**Exercise aim:** Can you retype every record below exactly as written?

**Information provided:**
+ + + + +

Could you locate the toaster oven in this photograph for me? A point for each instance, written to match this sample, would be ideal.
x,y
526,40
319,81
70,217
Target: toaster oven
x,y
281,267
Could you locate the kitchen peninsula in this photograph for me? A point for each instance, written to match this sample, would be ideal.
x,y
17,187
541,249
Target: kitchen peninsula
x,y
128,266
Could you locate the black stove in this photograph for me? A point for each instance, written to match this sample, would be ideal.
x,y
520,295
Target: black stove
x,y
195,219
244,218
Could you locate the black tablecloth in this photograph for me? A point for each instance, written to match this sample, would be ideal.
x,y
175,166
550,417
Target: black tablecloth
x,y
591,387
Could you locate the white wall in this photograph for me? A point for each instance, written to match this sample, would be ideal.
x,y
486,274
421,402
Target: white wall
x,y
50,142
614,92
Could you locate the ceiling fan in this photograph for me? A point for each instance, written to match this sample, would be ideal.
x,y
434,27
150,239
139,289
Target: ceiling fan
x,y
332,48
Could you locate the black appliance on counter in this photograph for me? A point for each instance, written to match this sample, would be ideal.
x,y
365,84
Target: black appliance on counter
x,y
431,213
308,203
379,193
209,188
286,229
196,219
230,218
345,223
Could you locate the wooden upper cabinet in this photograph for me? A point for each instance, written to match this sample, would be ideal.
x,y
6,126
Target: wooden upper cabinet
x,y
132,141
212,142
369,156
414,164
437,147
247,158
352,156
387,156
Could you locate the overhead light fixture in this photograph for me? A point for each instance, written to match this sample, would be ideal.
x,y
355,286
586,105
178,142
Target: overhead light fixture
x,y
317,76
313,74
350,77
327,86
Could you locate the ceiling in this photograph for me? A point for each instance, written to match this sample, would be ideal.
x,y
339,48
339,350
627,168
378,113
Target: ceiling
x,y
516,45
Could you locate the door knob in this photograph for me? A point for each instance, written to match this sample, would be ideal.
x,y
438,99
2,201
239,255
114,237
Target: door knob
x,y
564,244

+ + + + +

**Answer to this exercise:**
Could you locate the toaster oven in this photograph for me? A point for each instance, written to match this sample, would be ideal.
x,y
526,40
319,81
70,217
Target: toaster oven
x,y
281,267
Could you locate the kitchen peninsula in this photograph for me? A point for each instance, written to match this sample, would be ideal.
x,y
17,187
541,249
Target: kitchen peninsula
x,y
128,266
Could you locate the black stove in this photograph for me? A point for each instance, written to match this sample, would be ideal.
x,y
520,295
Target: black stove
x,y
195,219
244,218
Could you locate the black tablecloth in this photograph for me? A point for each instance, written to match this sample, would be ideal.
x,y
175,166
550,417
Target: black tablecloth
x,y
591,387
Could you locate the white wall in this photograph for me? A point for each instance, written to match this sample, would be ideal.
x,y
486,274
421,402
Target: white wall
x,y
50,142
614,92
Could you locate the ceiling fan in this photograph for me? A point for each instance, written to match this sample, would be ideal.
x,y
434,27
150,239
139,289
Target: ceiling fan
x,y
332,48
Could you locate the black appliance on counter in this photograph for me? A point for each instance, written to match this sample, would be ideal.
x,y
365,84
Target: black appliance on counter
x,y
431,213
308,203
379,193
209,188
286,229
196,219
230,218
345,223
Could you locate the wooden upper cabinet in this photograph for me? A point for each instance, written to match this sample, would be ideal.
x,y
6,126
Target: wooden upper cabinet
x,y
132,141
212,142
369,156
414,164
437,147
247,158
352,156
387,156
Could you locate the overhead light fixture in this photograph for me? A point for each instance, written to match this sample, would be ideal.
x,y
355,286
586,105
178,142
Target: overhead light fixture
x,y
317,76
313,74
350,77
327,86
Could you locate the ceiling in this photograph for me? A point for each instance, written to match this sample, would be ideal.
x,y
339,48
339,350
627,168
378,113
Target: ceiling
x,y
516,45
Could you locate the door knob in this photograph for me? A point for each instance, written to match this sample, would be ideal.
x,y
438,99
2,201
239,255
114,237
Target: door knob
x,y
564,244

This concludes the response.